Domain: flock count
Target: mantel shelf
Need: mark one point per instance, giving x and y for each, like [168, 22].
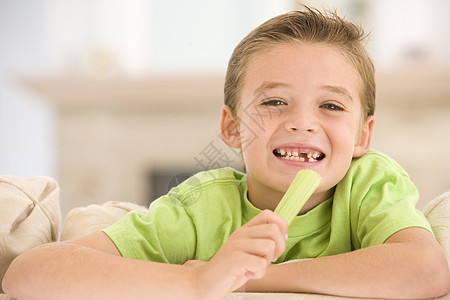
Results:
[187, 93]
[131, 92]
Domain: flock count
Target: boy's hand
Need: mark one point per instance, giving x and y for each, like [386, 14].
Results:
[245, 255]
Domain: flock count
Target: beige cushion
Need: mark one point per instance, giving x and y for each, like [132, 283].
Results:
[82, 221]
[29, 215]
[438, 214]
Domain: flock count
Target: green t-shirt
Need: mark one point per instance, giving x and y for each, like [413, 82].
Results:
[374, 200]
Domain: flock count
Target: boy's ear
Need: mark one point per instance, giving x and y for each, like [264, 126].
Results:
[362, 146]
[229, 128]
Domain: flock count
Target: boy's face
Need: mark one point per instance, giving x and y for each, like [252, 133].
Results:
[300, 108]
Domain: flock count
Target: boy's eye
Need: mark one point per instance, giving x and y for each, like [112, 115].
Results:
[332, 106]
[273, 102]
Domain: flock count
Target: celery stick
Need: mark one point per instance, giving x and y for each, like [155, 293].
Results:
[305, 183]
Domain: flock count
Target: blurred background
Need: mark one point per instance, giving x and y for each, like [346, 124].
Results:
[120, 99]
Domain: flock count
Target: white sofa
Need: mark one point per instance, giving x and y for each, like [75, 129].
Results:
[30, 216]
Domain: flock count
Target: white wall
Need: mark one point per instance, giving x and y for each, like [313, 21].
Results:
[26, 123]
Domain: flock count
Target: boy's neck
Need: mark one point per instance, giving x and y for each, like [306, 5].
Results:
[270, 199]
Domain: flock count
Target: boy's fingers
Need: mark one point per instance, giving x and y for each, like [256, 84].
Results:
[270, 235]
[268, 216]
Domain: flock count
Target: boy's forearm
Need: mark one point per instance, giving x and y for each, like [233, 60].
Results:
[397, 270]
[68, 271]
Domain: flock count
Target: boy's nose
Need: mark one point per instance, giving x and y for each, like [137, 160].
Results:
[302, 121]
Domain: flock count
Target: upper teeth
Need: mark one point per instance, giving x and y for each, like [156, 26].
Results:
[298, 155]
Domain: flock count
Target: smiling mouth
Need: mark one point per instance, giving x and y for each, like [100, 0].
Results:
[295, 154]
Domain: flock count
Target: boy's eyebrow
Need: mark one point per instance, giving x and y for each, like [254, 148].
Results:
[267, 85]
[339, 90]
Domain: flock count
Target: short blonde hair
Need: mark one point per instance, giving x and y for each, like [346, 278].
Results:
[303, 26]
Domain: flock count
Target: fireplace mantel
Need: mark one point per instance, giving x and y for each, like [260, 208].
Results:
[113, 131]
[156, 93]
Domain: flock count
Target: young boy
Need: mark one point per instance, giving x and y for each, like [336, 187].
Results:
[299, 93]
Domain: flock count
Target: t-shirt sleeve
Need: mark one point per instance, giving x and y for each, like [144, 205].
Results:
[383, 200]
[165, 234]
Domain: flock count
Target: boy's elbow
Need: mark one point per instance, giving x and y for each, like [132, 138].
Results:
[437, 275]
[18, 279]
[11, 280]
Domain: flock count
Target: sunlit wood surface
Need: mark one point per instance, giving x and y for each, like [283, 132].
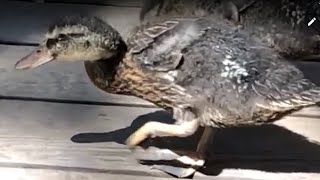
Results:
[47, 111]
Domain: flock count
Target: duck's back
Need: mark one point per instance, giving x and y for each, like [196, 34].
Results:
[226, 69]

::::::

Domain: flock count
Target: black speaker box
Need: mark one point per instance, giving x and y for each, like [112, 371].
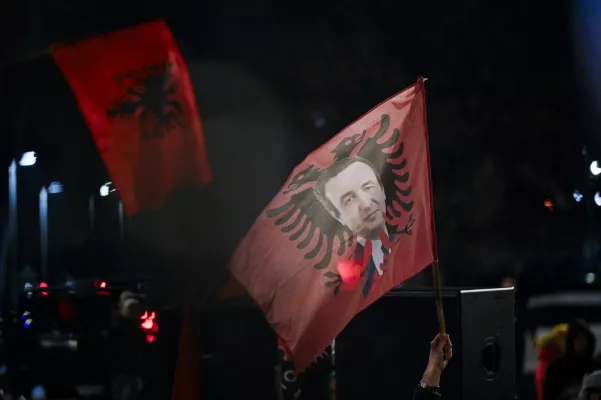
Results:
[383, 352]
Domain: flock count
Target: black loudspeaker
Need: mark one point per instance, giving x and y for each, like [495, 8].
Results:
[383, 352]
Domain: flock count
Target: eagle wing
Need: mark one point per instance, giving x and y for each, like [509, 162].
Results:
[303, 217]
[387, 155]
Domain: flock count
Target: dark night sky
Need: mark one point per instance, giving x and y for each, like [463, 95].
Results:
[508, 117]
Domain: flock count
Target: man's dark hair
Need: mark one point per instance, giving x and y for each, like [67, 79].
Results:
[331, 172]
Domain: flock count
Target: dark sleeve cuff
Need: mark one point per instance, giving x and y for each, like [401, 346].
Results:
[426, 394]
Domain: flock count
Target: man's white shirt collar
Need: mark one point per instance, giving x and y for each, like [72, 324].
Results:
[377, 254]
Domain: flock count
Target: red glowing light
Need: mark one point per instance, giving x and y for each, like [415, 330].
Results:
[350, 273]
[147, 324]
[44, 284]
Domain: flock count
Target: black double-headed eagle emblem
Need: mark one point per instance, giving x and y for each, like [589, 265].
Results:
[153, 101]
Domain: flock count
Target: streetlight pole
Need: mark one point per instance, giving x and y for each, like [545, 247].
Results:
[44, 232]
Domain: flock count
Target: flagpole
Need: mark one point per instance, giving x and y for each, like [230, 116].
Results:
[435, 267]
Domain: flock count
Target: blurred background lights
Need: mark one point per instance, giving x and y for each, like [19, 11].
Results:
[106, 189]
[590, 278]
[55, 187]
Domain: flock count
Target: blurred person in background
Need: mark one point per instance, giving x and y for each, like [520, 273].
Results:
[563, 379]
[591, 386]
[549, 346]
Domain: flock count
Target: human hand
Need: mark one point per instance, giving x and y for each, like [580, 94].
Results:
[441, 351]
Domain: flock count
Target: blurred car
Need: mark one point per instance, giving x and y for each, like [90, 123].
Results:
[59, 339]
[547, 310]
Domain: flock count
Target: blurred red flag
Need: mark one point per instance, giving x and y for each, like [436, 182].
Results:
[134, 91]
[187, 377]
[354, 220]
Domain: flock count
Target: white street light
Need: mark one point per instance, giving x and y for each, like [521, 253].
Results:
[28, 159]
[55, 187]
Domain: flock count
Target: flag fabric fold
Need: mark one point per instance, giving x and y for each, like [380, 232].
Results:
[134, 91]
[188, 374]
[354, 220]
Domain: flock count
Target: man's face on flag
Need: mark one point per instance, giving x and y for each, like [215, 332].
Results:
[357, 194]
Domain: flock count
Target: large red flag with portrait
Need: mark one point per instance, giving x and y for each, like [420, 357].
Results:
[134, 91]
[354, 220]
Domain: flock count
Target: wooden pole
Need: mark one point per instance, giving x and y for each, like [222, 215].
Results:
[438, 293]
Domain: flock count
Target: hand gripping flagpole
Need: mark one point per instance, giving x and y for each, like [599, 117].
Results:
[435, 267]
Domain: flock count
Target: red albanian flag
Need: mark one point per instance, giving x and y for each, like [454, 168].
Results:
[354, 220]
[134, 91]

::::::

_Exercise objective_.
Please copy each line of the records above in which the word "white" can be found.

_Reply_.
Target: white sofa
Target: white wall
Target: man's white shirt collar
Target: white street light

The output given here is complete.